▸ **Directions for this task**
Scale the entries beginning at the first line and stopping after the line that has "point(53, 147)", including both ends. Reproduce every line, requests included, multiply each point coordinate in the answers by 1.45, and round to whole numbers with halves rounding up, leaving all numbers in the requests and their format samples unchanged.

▸ **Dataset records**
**********

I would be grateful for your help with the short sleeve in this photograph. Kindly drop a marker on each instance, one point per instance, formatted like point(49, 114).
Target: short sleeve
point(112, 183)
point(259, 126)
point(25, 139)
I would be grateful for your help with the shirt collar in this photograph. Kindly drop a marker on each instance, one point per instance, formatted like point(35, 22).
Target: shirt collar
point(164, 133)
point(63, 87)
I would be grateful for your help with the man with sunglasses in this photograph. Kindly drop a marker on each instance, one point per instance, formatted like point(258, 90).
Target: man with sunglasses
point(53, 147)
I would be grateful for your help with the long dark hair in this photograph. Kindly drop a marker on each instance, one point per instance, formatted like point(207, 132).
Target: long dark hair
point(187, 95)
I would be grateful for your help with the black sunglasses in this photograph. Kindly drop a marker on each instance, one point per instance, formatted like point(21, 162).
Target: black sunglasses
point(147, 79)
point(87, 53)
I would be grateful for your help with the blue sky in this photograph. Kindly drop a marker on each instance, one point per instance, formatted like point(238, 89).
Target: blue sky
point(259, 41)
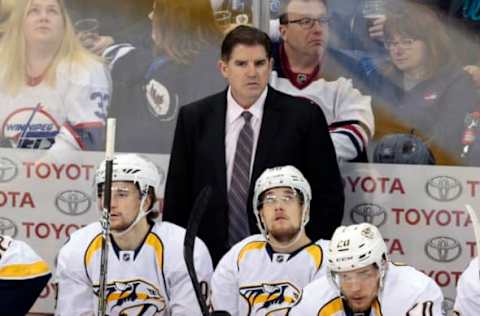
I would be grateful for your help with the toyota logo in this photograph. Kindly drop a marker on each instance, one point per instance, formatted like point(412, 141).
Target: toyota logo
point(8, 227)
point(447, 306)
point(443, 188)
point(443, 249)
point(8, 169)
point(369, 213)
point(73, 202)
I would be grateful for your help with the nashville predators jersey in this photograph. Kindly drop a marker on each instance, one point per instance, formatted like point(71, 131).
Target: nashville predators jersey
point(252, 279)
point(69, 115)
point(151, 280)
point(467, 302)
point(348, 113)
point(406, 292)
point(19, 262)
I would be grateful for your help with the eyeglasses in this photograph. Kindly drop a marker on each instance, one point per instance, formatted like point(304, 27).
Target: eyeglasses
point(272, 199)
point(361, 276)
point(307, 23)
point(405, 43)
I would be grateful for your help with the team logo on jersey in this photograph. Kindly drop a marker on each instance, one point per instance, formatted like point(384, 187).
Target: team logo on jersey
point(32, 128)
point(133, 297)
point(161, 103)
point(270, 299)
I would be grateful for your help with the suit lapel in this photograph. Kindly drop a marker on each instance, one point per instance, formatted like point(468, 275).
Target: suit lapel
point(266, 139)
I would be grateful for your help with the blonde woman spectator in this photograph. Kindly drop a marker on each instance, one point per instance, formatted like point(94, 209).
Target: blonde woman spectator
point(54, 93)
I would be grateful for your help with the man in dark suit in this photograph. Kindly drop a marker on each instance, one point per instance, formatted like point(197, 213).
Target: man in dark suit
point(286, 131)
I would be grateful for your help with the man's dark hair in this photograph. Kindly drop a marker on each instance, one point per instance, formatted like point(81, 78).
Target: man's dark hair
point(245, 35)
point(283, 18)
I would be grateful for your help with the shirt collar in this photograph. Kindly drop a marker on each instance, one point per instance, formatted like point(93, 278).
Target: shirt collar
point(234, 110)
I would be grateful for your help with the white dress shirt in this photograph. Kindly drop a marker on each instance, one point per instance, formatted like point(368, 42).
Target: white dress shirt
point(233, 125)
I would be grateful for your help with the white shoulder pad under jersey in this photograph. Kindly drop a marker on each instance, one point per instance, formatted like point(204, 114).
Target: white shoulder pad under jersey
point(407, 292)
point(348, 113)
point(152, 280)
point(251, 279)
point(18, 261)
point(467, 302)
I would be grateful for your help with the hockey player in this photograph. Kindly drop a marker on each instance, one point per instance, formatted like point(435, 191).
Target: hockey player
point(264, 274)
point(298, 70)
point(23, 275)
point(361, 281)
point(468, 291)
point(146, 274)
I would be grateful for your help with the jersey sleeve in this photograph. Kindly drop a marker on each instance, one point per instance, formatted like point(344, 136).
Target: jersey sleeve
point(225, 284)
point(429, 302)
point(86, 101)
point(182, 295)
point(468, 291)
point(74, 290)
point(353, 124)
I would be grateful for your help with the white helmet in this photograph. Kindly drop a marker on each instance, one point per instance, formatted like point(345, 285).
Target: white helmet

**********

▸ **In response**
I would be grateful for your help with the short sleeve in this photograph. Kindly drop a marker on each instance, one point per instance, formatted like point(49, 114).
Target: short sleeve
point(162, 265)
point(376, 183)
point(36, 202)
I would be grateful for your help with the shirt collar in this photograph. Kindly drop a marker on each instance, one point per instance, formatted like point(35, 22).
Target: shirt collar
point(238, 193)
point(91, 126)
I would be grateful for your help with the man with sunglasses in this photograph. Kindly drop a marker on each instance, one point per instance, formatted like point(258, 90).
Target: man with sunglasses
point(77, 213)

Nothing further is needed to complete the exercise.